PROBLEM STATEMENT - To answer, print the line containing "Would you be able to pin the stone" and each line after it in the listing below, exactly as they stand.

============

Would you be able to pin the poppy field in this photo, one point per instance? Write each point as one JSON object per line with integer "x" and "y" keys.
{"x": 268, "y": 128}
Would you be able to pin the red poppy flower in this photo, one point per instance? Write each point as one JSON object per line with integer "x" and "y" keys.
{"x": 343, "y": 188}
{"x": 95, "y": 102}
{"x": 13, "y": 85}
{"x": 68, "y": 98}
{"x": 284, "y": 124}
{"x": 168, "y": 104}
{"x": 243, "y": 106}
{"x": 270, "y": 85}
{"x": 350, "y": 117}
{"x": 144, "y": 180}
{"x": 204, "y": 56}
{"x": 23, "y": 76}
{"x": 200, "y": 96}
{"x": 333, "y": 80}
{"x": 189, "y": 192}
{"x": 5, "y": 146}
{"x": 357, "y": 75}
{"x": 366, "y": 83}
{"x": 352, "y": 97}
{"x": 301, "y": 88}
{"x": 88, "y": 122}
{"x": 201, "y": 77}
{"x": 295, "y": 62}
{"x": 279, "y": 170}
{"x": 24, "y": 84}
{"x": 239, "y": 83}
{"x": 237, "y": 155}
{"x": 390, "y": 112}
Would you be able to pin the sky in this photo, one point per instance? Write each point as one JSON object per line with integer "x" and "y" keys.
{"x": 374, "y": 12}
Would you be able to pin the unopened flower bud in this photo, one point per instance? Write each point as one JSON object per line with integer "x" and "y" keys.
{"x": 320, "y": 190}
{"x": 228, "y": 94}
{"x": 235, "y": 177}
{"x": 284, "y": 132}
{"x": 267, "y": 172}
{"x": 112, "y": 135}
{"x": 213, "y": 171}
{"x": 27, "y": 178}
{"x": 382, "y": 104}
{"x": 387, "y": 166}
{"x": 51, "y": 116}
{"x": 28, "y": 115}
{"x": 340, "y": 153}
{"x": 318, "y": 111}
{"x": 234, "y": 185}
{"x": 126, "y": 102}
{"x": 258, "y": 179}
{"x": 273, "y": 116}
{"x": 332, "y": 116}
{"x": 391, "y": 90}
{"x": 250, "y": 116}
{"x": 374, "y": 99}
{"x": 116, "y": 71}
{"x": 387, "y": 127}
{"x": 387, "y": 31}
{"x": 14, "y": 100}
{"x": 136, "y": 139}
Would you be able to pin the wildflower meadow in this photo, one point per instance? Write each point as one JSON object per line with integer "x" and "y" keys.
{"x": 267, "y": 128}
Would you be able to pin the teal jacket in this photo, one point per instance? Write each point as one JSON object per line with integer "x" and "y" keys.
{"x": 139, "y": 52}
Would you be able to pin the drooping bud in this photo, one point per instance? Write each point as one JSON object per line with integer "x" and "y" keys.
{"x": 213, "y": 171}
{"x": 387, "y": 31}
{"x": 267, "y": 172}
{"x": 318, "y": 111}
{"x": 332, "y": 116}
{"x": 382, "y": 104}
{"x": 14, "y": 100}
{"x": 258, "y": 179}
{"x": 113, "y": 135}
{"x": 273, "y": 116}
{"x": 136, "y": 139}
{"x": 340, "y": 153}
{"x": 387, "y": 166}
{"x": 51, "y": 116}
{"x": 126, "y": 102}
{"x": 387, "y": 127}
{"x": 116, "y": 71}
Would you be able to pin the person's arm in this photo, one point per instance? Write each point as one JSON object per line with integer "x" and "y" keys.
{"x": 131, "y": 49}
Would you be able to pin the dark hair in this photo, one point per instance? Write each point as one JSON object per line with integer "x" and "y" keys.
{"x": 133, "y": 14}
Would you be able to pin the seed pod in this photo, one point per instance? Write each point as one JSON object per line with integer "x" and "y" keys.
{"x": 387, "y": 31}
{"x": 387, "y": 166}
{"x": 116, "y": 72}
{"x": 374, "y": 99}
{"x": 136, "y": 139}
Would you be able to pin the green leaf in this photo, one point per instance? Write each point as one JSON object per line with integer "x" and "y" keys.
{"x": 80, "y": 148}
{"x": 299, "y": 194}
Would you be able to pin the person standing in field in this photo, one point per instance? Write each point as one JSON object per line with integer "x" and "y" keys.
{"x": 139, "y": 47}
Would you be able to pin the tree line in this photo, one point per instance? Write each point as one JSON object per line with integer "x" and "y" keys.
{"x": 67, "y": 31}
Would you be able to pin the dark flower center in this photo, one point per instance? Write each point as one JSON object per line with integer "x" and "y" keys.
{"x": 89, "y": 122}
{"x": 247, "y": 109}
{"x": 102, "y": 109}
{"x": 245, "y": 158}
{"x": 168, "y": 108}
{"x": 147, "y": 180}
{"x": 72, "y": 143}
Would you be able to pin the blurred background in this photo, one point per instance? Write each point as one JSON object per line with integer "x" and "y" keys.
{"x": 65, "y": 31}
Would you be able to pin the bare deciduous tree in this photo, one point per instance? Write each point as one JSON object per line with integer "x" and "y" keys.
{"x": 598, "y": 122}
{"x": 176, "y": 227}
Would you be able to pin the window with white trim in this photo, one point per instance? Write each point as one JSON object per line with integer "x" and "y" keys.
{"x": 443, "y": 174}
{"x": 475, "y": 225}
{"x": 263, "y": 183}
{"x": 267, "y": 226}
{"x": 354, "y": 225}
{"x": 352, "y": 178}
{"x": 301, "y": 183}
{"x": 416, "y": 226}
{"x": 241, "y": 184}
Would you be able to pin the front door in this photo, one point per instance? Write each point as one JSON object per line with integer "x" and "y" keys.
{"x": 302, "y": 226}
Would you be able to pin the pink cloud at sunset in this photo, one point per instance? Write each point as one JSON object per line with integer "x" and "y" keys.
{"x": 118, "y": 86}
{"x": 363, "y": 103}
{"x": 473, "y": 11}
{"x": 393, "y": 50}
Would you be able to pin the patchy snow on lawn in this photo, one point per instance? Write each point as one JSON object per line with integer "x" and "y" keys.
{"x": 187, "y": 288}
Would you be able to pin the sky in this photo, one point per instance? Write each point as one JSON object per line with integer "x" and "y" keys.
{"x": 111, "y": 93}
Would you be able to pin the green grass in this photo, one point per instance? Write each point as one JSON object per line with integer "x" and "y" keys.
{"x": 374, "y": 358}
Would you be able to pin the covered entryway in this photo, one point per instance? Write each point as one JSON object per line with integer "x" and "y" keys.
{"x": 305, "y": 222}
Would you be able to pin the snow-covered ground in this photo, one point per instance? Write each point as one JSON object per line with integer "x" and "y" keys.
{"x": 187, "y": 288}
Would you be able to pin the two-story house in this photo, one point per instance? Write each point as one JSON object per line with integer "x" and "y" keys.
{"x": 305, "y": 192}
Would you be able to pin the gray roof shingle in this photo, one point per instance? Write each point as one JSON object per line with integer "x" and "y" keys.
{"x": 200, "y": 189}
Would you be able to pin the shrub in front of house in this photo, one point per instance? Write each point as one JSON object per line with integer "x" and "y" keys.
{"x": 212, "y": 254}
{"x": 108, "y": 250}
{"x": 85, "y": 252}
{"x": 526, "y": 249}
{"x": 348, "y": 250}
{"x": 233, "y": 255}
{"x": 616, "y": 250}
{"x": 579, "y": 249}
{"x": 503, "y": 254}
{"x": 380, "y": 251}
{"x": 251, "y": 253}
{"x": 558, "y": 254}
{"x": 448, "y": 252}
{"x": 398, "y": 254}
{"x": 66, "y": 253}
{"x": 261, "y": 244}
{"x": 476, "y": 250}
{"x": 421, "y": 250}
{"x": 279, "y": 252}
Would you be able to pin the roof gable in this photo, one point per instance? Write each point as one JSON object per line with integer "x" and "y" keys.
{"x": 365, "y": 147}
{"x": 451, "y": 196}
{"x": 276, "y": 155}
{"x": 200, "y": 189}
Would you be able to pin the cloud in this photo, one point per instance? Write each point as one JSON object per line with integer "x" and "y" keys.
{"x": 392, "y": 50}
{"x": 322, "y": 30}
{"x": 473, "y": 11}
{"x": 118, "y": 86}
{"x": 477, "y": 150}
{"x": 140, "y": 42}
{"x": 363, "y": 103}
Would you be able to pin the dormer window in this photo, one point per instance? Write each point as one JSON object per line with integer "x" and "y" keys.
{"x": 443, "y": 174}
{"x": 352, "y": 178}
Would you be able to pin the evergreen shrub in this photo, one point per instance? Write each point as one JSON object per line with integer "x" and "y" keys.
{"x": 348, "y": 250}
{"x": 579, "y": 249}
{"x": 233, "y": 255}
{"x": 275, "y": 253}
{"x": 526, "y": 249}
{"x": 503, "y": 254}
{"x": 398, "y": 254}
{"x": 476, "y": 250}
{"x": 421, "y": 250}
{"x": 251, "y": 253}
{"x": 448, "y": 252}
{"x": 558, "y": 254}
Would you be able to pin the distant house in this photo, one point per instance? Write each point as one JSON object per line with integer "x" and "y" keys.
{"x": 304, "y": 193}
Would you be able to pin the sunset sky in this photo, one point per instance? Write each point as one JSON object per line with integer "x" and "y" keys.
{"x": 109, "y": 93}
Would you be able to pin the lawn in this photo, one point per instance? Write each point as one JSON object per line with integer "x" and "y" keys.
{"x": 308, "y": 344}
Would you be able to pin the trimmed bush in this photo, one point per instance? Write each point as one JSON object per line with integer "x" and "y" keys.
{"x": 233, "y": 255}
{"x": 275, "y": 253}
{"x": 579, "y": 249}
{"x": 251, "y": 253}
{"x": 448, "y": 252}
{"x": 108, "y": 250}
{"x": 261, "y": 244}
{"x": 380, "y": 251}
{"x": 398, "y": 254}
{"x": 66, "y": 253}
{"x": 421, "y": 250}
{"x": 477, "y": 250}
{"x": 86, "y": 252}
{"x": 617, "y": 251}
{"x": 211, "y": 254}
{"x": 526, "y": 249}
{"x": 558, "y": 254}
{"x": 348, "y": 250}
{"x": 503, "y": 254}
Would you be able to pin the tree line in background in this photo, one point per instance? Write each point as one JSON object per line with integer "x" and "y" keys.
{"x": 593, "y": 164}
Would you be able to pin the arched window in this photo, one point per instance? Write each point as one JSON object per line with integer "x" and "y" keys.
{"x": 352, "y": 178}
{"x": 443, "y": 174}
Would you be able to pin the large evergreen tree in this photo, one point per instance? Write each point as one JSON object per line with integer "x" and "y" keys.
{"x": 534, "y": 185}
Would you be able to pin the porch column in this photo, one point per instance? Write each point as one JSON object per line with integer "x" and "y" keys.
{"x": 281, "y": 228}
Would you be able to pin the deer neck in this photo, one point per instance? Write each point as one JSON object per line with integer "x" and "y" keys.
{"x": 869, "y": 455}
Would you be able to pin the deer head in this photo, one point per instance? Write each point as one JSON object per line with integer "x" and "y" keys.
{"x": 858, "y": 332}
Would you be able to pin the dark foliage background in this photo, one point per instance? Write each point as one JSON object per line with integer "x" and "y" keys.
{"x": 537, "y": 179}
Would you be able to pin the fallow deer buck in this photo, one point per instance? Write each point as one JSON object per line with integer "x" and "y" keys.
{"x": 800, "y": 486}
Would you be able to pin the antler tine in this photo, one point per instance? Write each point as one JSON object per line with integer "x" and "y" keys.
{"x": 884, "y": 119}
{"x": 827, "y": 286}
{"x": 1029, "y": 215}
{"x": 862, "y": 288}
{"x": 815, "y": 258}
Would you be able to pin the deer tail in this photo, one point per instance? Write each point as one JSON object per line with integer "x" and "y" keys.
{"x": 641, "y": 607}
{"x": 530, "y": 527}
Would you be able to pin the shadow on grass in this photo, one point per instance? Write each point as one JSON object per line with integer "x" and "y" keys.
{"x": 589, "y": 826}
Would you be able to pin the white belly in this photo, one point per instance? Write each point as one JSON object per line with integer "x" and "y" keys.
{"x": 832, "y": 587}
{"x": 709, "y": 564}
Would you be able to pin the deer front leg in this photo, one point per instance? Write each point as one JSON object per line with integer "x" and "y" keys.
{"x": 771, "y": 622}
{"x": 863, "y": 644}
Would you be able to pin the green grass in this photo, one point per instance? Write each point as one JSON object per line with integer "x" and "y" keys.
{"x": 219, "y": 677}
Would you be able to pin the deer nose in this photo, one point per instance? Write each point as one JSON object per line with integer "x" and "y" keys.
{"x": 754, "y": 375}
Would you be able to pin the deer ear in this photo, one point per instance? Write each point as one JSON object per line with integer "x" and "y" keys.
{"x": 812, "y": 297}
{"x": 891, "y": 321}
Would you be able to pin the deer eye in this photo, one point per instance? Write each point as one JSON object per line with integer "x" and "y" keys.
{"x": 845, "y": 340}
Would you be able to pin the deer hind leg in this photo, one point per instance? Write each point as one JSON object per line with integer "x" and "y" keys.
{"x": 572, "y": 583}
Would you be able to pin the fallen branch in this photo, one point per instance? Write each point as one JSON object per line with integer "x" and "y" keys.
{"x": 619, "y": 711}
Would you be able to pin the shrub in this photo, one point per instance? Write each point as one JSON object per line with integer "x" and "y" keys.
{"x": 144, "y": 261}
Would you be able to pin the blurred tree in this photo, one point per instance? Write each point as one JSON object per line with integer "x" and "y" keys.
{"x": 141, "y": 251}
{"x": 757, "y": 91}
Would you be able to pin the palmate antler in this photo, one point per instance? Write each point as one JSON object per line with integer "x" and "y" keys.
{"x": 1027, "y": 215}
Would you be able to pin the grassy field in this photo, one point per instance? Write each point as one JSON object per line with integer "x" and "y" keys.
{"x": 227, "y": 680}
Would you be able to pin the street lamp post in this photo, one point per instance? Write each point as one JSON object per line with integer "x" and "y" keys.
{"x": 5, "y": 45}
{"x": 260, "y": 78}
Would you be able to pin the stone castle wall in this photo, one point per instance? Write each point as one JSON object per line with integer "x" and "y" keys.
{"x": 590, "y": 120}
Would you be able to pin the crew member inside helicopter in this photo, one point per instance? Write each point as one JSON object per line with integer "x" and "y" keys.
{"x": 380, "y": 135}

============

OUTPUT OF THE TASK -
Would you be able to pin the stone castle wall in this photo, one point per instance? Write each point as one JSON object per line with integer "x" and "y" keys.
{"x": 590, "y": 120}
Would you be able to pin the crew member inside helicopter in this photo, one point per instance? Write each point as one JSON object per line with integer "x" and "y" keys.
{"x": 380, "y": 135}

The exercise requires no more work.